-- begin Extract to read --

2016-10-11 21:05:44

by Bin Gao

[permalink] [raw]
Subject: Re: [PATCH v2] x86/tsc: Set X86_FEATURE_TSC_RELIABLE to skip refined calibration

On Fri, Aug 26, 2016 at 12:14:58PM +0200, Thomas Gleixner wrote:
> On Fri, 26 Aug 2016, Thomas Gleixner wrote:
> > On Thu, 25 Aug 2016, Bin Gao wrote:
> > > On Wed, Aug 24, 2016 at 10:51:20AM +0200, Thomas Gleixner wrote:
> > > > On Tue, 16 Aug 2016, Bin Gao wrote:
> > > > > On some newer Intel x86 processors/SoCs the TSC frequency can be directly
> > > > > calculated by factors read from specific MSR registers or from a cpuid
> > > > > leaf (0x15). TSC frequency calculated by native msr/cpuid is absolutely
> > > > > accurate so we should always skip calibrating TSC aginst another clock,
> > > > > e.g. PIT, HPET, etc. So we want to skip the refined calibration by setting
> > > > > the X86_FEATURE_TSC_RELIABLE flag. Existing code setting the flag by
> > > > > set_cpu_cap() doesn't work as the flag is cleared later in identify_cpu().

-- end Extract to read --

Resume the mailing-list thread about the TSC calibration patch, picking up right after its last sentence.

-- begin Extracted data --

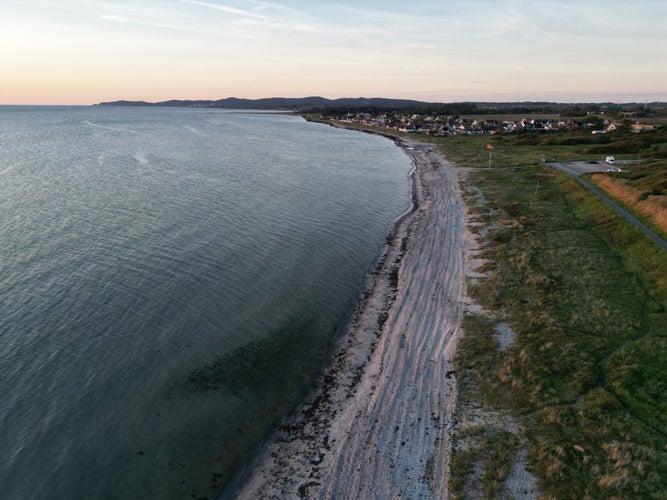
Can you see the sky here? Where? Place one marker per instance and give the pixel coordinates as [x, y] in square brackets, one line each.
[89, 51]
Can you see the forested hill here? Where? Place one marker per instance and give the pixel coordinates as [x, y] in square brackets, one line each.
[278, 103]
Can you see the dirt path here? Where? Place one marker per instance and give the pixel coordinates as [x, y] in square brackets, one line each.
[379, 426]
[621, 211]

-- end Extracted data --

### [Output for this exercise]
> > > > > A cpu caps flag is not cleared only if it's set by setup_force_cpu_cap().
> > > > > This patch converted set_cpu_cap() to setup_force_cpu_cap() to ensure
> > > > > refined calibration is skipped.
> > > > >
> > > > > We had a test on Intel CherryTrail platform: the 24 hours time drift is
> > > > > 3.6 seconds if refined calibration was not skipped while the drift is less
> > > > > than 0.6 second when refined calibration was skipped.
> > > > >
> > > > > Correctly setting the X86_FEATURE_TSC_RELIABLE flag also guarantees TSC is
> > > > > not monitored by timekeeping watchdog because on most of these system TSC
> > > > > is the only reliable clocksource. HPET, for instance, works but may not
> > > > > be reliable. So kernel may report a physically reliable TSC is not reliable
> > > > > just because a physically not reliable HPET is acting as timekeeping
> > > > > watchdog.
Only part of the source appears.